(TEXT PROVIDED):
══════════════════════════════

Posted Dec 16, 2009 8:30 UTC (Wed) by alankila (guest, #47141) [Link]

I'd like to point out that once the open-source drivers catch up "enough" then fglrx will in all likelihood stop supporting your card. And in my case it took over a year before the open-source driver actually was good enough to replace fglrx for me, so I went a year with horrible 2d performance and very flaky 3d.

I am hoping that with nvidia there will remain the opportunity to use the proprietary driver even if nouveau is able to drive the same thing. More choice is for the better, even choice between free and closed.

The abrupt merging of Nouveau

Posted Dec 19, 2009 14:25 UTC (Sat) by anton (subscriber, #25547) [Link]

Actually ATI released 3D programming information for the r100 and r200 families of graphics chips (powering the graphics cards up to the Radeon 9250) a long time ago, and we have had 3D drivers for these cards for a very long time. Then they changed their policy, and did not release information for their later cards until they were bought by AMD. The r100 and r200 information reportedly helped in reverse engineering the r300/r400 and so we have enjoyed free drivers for these cards with 3D acceleration after a while.

══════════════════════════════

(DATASET ROWS):
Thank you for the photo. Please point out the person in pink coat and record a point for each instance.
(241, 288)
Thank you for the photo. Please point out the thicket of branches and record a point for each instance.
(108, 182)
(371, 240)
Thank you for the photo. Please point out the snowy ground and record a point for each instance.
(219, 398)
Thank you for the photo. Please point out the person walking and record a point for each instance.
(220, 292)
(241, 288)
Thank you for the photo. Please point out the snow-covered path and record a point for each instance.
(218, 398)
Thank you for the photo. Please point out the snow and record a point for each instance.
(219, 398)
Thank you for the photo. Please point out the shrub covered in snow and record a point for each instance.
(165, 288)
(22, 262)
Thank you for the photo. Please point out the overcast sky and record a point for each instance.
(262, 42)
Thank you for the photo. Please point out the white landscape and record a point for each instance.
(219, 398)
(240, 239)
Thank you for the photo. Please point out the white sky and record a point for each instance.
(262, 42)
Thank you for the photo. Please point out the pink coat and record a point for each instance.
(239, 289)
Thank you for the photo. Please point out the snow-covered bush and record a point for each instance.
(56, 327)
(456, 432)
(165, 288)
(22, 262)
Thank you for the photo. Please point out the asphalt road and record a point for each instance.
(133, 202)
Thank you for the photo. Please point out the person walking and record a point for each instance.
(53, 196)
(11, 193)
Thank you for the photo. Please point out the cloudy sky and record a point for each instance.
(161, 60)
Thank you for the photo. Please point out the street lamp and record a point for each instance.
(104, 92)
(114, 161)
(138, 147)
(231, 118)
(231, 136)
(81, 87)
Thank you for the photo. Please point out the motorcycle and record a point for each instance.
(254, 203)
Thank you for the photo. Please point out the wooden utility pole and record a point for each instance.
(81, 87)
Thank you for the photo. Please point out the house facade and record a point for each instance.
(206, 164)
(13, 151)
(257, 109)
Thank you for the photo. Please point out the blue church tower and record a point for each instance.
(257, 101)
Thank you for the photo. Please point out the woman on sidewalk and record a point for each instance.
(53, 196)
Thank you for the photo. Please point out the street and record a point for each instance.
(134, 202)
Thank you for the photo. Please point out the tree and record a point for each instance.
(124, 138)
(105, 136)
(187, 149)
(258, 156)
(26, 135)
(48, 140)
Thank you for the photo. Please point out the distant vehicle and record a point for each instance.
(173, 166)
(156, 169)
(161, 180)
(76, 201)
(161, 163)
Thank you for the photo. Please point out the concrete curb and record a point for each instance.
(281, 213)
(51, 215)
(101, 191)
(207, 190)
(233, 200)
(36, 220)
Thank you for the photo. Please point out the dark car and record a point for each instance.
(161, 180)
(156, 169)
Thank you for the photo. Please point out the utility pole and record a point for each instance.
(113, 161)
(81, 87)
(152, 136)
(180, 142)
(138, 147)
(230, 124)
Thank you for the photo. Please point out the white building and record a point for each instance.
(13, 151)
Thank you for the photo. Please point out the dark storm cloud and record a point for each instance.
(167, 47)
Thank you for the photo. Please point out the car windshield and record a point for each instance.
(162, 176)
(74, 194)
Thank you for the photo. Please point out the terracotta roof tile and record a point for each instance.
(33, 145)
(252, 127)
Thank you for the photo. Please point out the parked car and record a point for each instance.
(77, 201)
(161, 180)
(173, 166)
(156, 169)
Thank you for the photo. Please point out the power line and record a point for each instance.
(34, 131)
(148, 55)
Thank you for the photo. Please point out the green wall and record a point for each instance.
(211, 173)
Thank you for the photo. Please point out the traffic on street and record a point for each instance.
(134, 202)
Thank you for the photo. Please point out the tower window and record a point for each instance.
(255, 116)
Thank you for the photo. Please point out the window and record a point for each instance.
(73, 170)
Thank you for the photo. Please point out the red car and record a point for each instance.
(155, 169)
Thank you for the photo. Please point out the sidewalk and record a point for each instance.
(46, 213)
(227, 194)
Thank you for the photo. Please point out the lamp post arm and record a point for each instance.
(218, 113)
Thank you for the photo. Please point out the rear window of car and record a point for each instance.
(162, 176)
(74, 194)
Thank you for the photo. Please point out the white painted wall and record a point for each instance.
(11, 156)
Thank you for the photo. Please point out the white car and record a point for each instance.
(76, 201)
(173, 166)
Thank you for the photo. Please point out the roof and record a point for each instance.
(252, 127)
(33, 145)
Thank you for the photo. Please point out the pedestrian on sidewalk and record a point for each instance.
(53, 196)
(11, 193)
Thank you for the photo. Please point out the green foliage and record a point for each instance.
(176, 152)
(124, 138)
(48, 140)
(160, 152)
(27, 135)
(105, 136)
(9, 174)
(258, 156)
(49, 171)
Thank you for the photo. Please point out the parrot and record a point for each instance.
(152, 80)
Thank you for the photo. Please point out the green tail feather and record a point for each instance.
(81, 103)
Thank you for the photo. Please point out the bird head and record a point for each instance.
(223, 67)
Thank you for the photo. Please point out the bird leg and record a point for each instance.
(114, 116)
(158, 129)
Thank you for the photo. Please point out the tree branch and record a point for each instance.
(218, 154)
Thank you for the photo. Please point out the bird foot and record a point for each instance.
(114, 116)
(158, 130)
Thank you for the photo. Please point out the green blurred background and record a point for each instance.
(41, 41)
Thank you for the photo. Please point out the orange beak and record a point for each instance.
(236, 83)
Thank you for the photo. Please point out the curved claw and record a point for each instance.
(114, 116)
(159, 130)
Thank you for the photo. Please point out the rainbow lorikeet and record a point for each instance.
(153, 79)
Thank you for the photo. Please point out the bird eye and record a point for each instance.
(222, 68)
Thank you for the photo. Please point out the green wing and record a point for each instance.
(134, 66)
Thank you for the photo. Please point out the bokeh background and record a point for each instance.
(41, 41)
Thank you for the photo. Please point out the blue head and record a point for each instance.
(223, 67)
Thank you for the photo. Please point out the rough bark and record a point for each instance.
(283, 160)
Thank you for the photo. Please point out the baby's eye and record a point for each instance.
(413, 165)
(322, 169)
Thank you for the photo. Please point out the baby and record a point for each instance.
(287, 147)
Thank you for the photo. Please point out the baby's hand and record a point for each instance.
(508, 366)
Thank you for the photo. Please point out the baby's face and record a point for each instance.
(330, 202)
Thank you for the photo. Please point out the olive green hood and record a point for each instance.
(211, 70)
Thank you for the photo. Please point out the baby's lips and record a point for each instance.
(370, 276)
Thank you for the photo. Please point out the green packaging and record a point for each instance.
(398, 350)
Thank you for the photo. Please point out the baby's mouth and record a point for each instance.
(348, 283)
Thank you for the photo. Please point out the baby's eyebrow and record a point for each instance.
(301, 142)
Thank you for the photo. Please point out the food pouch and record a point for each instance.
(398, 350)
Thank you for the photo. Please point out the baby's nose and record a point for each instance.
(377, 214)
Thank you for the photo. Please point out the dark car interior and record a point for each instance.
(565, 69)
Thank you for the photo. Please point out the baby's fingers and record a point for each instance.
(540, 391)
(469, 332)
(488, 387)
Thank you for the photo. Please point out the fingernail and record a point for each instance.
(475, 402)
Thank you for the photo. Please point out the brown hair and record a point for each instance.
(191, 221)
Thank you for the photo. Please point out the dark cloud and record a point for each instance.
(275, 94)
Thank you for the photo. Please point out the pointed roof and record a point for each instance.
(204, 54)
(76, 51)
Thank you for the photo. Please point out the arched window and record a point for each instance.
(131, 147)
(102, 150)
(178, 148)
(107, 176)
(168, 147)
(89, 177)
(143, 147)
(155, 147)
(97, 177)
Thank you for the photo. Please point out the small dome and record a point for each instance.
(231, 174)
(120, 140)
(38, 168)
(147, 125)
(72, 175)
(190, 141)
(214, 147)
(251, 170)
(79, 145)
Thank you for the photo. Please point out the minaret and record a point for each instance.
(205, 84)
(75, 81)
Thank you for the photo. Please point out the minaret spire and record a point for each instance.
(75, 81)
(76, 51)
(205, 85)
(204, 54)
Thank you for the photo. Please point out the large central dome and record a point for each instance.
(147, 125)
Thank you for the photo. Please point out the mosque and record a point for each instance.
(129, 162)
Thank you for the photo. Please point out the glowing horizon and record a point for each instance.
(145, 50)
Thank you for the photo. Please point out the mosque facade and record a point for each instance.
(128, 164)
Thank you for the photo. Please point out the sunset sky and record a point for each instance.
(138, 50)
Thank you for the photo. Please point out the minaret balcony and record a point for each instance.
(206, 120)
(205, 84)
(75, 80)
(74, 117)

══════════════════════════════

(PROBLEM DESCRIPTION): Continue the comment thread about open-source graphics drivers, starting right after its final sentence.

(TASK ANSWER):
Why did ATI change their policy in the unwelcome direction? Maybe the market force of the free software users is not big enough (or at least ATI management thought so); many Linux users obviously care little for free software and bought Nvidia based on the availability of their proprietary driver.

Why did AMD change the policy in the welcome direction? Apparently the market force of the free software users is big enough for AMD to care, even if ATI didn't.